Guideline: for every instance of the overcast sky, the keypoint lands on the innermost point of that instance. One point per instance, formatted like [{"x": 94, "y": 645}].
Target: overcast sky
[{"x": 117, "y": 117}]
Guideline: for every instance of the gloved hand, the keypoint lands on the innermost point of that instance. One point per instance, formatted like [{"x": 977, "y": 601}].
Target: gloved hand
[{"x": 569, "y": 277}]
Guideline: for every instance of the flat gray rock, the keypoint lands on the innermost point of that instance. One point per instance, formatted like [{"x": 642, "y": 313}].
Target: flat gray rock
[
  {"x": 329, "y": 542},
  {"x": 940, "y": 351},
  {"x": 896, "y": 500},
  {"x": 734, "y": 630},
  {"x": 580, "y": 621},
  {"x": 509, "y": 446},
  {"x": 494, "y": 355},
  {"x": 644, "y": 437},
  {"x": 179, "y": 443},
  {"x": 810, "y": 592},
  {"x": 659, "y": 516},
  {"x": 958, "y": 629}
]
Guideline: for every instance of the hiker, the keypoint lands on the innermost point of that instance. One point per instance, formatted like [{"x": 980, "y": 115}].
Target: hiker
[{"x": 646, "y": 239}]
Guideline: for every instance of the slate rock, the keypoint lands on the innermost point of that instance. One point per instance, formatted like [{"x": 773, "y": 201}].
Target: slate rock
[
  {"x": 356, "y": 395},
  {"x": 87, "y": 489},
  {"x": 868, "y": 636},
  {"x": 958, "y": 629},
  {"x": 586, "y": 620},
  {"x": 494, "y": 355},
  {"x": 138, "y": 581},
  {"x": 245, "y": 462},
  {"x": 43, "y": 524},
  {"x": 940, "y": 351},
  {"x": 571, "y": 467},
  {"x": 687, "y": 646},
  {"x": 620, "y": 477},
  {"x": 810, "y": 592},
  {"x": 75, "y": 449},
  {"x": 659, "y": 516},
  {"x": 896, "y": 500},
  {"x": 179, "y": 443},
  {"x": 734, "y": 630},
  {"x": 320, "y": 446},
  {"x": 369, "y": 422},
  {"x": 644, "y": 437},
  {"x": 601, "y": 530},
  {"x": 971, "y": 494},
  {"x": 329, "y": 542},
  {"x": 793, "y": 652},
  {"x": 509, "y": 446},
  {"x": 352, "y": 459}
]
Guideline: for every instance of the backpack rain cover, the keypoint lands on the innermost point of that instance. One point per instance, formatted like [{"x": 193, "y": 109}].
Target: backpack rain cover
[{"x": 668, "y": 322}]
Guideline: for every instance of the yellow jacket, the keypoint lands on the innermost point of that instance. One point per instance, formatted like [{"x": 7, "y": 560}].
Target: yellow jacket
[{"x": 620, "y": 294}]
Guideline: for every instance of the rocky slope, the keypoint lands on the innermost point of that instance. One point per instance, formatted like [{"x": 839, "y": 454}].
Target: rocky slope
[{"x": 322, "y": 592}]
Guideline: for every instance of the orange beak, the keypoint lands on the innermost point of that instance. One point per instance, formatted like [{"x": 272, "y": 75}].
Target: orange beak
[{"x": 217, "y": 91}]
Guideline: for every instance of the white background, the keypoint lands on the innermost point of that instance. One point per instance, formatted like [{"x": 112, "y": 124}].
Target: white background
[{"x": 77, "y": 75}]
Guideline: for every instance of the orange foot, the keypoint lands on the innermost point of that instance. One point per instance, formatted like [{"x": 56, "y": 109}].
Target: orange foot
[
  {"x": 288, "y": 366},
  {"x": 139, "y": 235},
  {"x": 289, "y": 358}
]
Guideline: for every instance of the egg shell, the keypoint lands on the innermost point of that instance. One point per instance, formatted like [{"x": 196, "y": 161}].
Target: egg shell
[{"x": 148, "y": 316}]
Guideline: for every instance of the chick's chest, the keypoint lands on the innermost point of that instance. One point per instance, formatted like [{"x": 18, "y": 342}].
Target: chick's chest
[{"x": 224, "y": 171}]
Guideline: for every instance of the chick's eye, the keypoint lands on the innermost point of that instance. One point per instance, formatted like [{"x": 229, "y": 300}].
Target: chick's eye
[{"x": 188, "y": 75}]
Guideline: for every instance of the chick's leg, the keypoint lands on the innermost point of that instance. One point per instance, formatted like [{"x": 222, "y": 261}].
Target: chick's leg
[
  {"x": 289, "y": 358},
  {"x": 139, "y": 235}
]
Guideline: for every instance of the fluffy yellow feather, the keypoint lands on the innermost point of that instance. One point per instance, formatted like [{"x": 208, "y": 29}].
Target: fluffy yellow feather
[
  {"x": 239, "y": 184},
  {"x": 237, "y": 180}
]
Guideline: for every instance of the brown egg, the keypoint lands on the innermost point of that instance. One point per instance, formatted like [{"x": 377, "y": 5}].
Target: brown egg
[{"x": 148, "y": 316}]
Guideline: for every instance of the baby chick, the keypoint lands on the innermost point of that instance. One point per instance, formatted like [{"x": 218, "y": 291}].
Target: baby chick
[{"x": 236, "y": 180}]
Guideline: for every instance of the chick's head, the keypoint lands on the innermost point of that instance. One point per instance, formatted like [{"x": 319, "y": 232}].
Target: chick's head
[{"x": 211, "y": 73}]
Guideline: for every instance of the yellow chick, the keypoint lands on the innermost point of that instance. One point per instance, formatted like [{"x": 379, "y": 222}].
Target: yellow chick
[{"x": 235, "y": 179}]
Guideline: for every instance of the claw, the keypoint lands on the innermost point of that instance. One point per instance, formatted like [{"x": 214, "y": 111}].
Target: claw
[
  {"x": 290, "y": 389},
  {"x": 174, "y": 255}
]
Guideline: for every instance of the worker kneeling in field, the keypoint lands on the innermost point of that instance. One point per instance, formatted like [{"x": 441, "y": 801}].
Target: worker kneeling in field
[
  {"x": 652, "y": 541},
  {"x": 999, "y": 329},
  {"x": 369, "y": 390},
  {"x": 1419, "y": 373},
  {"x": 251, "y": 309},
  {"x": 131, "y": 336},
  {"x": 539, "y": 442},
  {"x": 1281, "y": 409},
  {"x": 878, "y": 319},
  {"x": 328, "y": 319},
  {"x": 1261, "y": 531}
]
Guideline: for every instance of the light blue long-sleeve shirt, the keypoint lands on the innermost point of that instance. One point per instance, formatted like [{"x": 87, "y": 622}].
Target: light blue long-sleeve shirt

--------

**DIRECTIONS FOR THIS TASK:**
Go through the listing above and restate it word for word.

**ANSWER BOX:**
Guideline: for every instance of the overcast sky, the keypoint lands on the innermost point of that instance. One point per instance, formatted like [{"x": 94, "y": 645}].
Target: overcast sky
[{"x": 117, "y": 117}]
Guideline: for every instance of the gloved hand, the keypoint lands on the innermost point of that instance. One point per instance, formatted like [{"x": 977, "y": 601}].
Target: gloved hand
[{"x": 569, "y": 277}]
Guideline: for every instance of the flat gray rock, the keypoint lands on the innermost point of that instance. One point per instance, formatted like [{"x": 642, "y": 313}].
Target: flat gray rock
[
  {"x": 329, "y": 542},
  {"x": 940, "y": 351},
  {"x": 896, "y": 500},
  {"x": 734, "y": 630},
  {"x": 580, "y": 621},
  {"x": 509, "y": 446},
  {"x": 494, "y": 355},
  {"x": 644, "y": 437},
  {"x": 179, "y": 443},
  {"x": 810, "y": 592},
  {"x": 659, "y": 516},
  {"x": 958, "y": 629}
]
Guideline: for every instance of the hiker, the keypoint lands on the innermost point of that instance. One point per instance, formatted like [{"x": 980, "y": 115}].
Target: hiker
[{"x": 646, "y": 239}]
Guideline: for every instance of the slate rock, the keypoint lands on the innermost point of that instance. One point per instance, formatted like [{"x": 773, "y": 201}].
Target: slate rock
[
  {"x": 356, "y": 395},
  {"x": 87, "y": 489},
  {"x": 868, "y": 636},
  {"x": 958, "y": 629},
  {"x": 586, "y": 620},
  {"x": 494, "y": 355},
  {"x": 138, "y": 581},
  {"x": 245, "y": 462},
  {"x": 43, "y": 524},
  {"x": 940, "y": 351},
  {"x": 571, "y": 467},
  {"x": 687, "y": 646},
  {"x": 620, "y": 477},
  {"x": 810, "y": 592},
  {"x": 75, "y": 449},
  {"x": 659, "y": 516},
  {"x": 896, "y": 500},
  {"x": 179, "y": 443},
  {"x": 734, "y": 630},
  {"x": 320, "y": 446},
  {"x": 369, "y": 422},
  {"x": 644, "y": 437},
  {"x": 601, "y": 530},
  {"x": 971, "y": 494},
  {"x": 329, "y": 542},
  {"x": 793, "y": 652},
  {"x": 509, "y": 446},
  {"x": 352, "y": 459}
]
Guideline: for every instance of the backpack rain cover, the keypoint lands on the innermost point of that instance. One point per instance, formatted like [{"x": 193, "y": 109}].
Target: backpack rain cover
[{"x": 668, "y": 322}]
Guideline: for every instance of the yellow jacket, the keypoint lands on the innermost point of that instance. One point per instance, formatted like [{"x": 7, "y": 560}].
Target: yellow jacket
[{"x": 620, "y": 294}]
Guideline: for every instance of the rocky slope, the keypoint lands on the innermost point of that instance. One point per instance, formatted like [{"x": 839, "y": 454}].
Target: rocky slope
[{"x": 322, "y": 592}]
Guideline: for every instance of the orange beak, the keypoint lands on the innermost point of that instance. One point per instance, formatted like [{"x": 272, "y": 75}].
Target: orange beak
[{"x": 217, "y": 91}]
Guideline: for every instance of the white background, the keypoint lands on the innermost point of that instance. One point per instance, formatted like [{"x": 112, "y": 124}].
Target: white background
[{"x": 77, "y": 75}]
Guideline: for every instance of the orange foot, the keypoint lands on the innermost point of that instance. One point per instance, formatted like [{"x": 56, "y": 109}].
Target: orange foot
[
  {"x": 288, "y": 366},
  {"x": 139, "y": 235},
  {"x": 289, "y": 358}
]
Guideline: for every instance of the egg shell, the keypoint lands on the innermost point of that instance. One point per instance, formatted like [{"x": 196, "y": 161}].
Target: egg shell
[{"x": 148, "y": 316}]
Guideline: for every instance of the chick's chest, the keypoint lands on the innermost point of that instance. One point per instance, formatted like [{"x": 18, "y": 342}].
Target: chick's chest
[{"x": 224, "y": 171}]
Guideline: for every instance of the chick's eye, the keypoint lands on the innermost point of that instance. One point per instance, formatted like [{"x": 229, "y": 300}].
Target: chick's eye
[{"x": 188, "y": 75}]
Guideline: for every instance of the chick's leg, the keypoint lands on the innermost point of that instance. One point per instance, formatted like [{"x": 222, "y": 261}].
Target: chick's leg
[
  {"x": 289, "y": 358},
  {"x": 139, "y": 235}
]
Guideline: for every instance of the fluffy yellow feather, the keypoint lands on the innermost point of that instance. One point per instance, formatted like [{"x": 208, "y": 29}].
Target: fluffy yellow feather
[
  {"x": 239, "y": 184},
  {"x": 237, "y": 180}
]
Guideline: for every instance of the brown egg, the keypoint lands on the innermost point of that instance. One point per instance, formatted like [{"x": 377, "y": 5}].
Target: brown egg
[{"x": 148, "y": 316}]
Guideline: for every instance of the baby chick, the keypoint lands on the innermost point of that instance. One point per instance, formatted like [{"x": 218, "y": 291}].
Target: baby chick
[{"x": 236, "y": 180}]
Guideline: for every instance of the chick's head, the keypoint lands on the innermost point of that instance. One point per instance, formatted like [{"x": 319, "y": 232}].
Target: chick's head
[{"x": 211, "y": 73}]
Guideline: for every instance of the yellow chick, the keypoint lands on the innermost point of that instance. One point per instance, formatted like [{"x": 379, "y": 222}].
Target: yellow chick
[{"x": 235, "y": 179}]
Guideline: for every instance of the claw, the keypoint lands on the innermost point of that instance. One point per instance, formatted like [{"x": 214, "y": 111}].
Target: claw
[
  {"x": 290, "y": 389},
  {"x": 174, "y": 255}
]
Guideline: for every instance of the worker kneeling in field, the keypoint lands on the innermost point of that instance. One point per instance, formatted like [{"x": 441, "y": 801}].
Target: worker kneeling in field
[
  {"x": 652, "y": 541},
  {"x": 999, "y": 329},
  {"x": 369, "y": 390},
  {"x": 1419, "y": 373},
  {"x": 251, "y": 309},
  {"x": 131, "y": 336},
  {"x": 539, "y": 442},
  {"x": 1281, "y": 409},
  {"x": 878, "y": 319},
  {"x": 328, "y": 319},
  {"x": 1261, "y": 531}
]
Guideline: for every instance of the light blue long-sleeve shirt, the keypoint lands on the innermost point of that instance. One point per instance, formatted like [{"x": 87, "y": 622}].
Target: light blue long-sleeve shirt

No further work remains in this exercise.